If the source operand of an instruction is simply a register, then register addressing is being used.

    MOV AX, BX

The assembler generates certain machine language codes that tell the processor to read the value from the specified register (in this case, BX).

2. Immediate

If the source operand of an instruction is a literal (an arbitrary constant), then immediate addressing is in use:

    MOV AX, 3

In this case, the assembler stores the 3 directly in the code segment, as an operand to the MOV instruction's opcode.

3. Direct

Direct addressing involves the use of a variable. The DS segment is assumed:

    MOV AX, [SomeVariable]

However, if you need to refer to a variable defined in another segment (we'll see later that it is possible to define variables in places like the code segment), you can use a segment override by explicitly stating the segment like this:

    MOV AX, [CS:CodeSegmentVariable]

Variable names are really just labels, and labels are just aliases for offset addresses within a segment. When you use direct addressing, you're really just specifying a segment address (which may be a default) and an offset address, so that the processor can construct a physical address and retrieve the data residing at that physical address.

4. Indirect

If the offset address of a variable (or really, any location in memory) is in either the BX, SI or DI registers, you can place square brackets around the register name like this...

DATA EXCERPTS:
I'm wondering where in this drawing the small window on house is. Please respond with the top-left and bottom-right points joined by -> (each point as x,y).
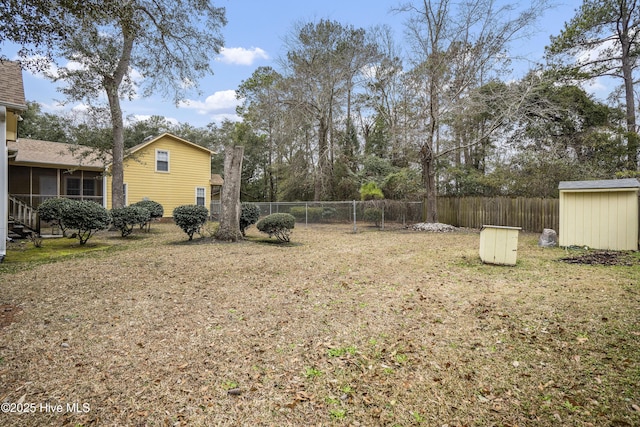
82,179 -> 96,196
66,178 -> 80,196
156,150 -> 169,172
196,187 -> 205,206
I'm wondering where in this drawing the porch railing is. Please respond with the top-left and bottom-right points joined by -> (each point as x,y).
11,193 -> 102,209
9,196 -> 40,231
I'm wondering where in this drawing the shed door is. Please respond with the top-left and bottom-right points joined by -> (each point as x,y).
560,191 -> 638,250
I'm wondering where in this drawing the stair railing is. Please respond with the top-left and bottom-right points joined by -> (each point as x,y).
9,195 -> 40,233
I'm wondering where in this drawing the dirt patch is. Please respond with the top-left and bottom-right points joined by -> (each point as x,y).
0,304 -> 21,328
560,251 -> 640,267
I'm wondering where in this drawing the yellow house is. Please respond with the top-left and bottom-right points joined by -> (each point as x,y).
105,133 -> 214,217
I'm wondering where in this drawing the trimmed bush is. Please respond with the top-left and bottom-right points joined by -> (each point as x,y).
38,198 -> 71,236
173,205 -> 209,240
256,213 -> 296,242
111,204 -> 151,237
360,181 -> 384,201
131,200 -> 164,231
240,202 -> 260,236
62,200 -> 111,245
364,208 -> 382,227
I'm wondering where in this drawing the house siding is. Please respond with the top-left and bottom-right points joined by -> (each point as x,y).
106,135 -> 211,217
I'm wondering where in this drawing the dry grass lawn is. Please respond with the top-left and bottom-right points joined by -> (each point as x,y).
0,224 -> 640,427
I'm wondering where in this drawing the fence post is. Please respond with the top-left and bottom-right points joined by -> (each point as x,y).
353,200 -> 358,233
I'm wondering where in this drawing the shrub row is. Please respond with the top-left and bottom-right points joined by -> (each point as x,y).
38,198 -> 298,245
38,198 -> 164,245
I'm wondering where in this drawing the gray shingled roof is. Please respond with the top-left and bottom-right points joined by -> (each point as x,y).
0,61 -> 27,110
7,138 -> 104,170
558,178 -> 640,190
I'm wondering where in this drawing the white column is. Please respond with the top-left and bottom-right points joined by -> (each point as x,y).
0,106 -> 9,262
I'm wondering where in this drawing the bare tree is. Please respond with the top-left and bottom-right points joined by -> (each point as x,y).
547,0 -> 640,170
214,145 -> 244,242
46,0 -> 226,207
401,0 -> 546,222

WORK TO COMPLETE:
1) In the text on addressing modes, which segment is assumed when direct addressing is used?
2) Carry the text about addressing modes forward from the point where it stops.

THE RESPONSES:
1) The DS segment.

2)
    MOV AX, [BX]

...to retrieve the value of the byte or word residing at that address. The DS segment is assumed, but you can override it as usual:

    MOV AX, [CS:BX]

Here's an example of indirect addressing:

    MOV [MyByte], 123                  ; Let variable MyByte equal 123 dec

    MOV BX, OFFSET MyByte              ; Let BX (actually, DS:BX) point
                                       ;  to MyByte
    MOV AL, [BX]                       ; Get the value residing at DS:BX
                                       ;  (DS is the default)

AL would then contain 123 dec. (Of course, "MOV AL, [MyByte]" would be simpler.)

Let's now consider this example:

    INC [ES:DI]

This would increment the value at the memory location pointed to by ES:DI. But just what is that value? Do we want the processor to increment the byte at ES:DI, or do we want it to increment the word at ES:DI? The assembler would give an error if it encountered the above example, because it wouldn't know which of the two meanings, byte or word size, we really intended. This wasn't a problem when we used "MOV AL, [BX]", because the destination, AL, was byte-sized. The assembler knew that a byte-sized value was to be copied. And with "MOV AX, [BX]", a word would be copied, because the destination is word-sized. But when there is an ambiguity, we can one of two operators, WORD and BYTE, like this:

    INC [WORD ES:DI]                   ; Increment the word at ES:DI
    INC [BYTE ES:DI]                   ; Increment the byte at ES:DI

Here's another ambiguous situtation:

    MOV [DS:SI], 5

Do we want to move the 5 into the byte at DS:SI, or do we want to move the 5 into the word at that location? (Yes, there is a difference. If we move the 5 into a word, the first byte will contain 5, and the byte after it will contain 0 -- recall the dreaded little-endian storage.) Here's how we could specify either choice:

    MOV [WORD DS:SI], 5                ; Copy 5 dec into the word at DS:SI
    MOV [BYTE DS:SI], 5                ; Copy 5 dec into the byte at DS:SI

(Notice also that the explicit usage of "DS:" is not really necessary, because it is the default.)

You'll probably find that it's easy to forget the WORD or BYTE operators. Fortunately the assembler points out any omissions.

Sometimes the indirect addressing mode is called register-indirect addressing.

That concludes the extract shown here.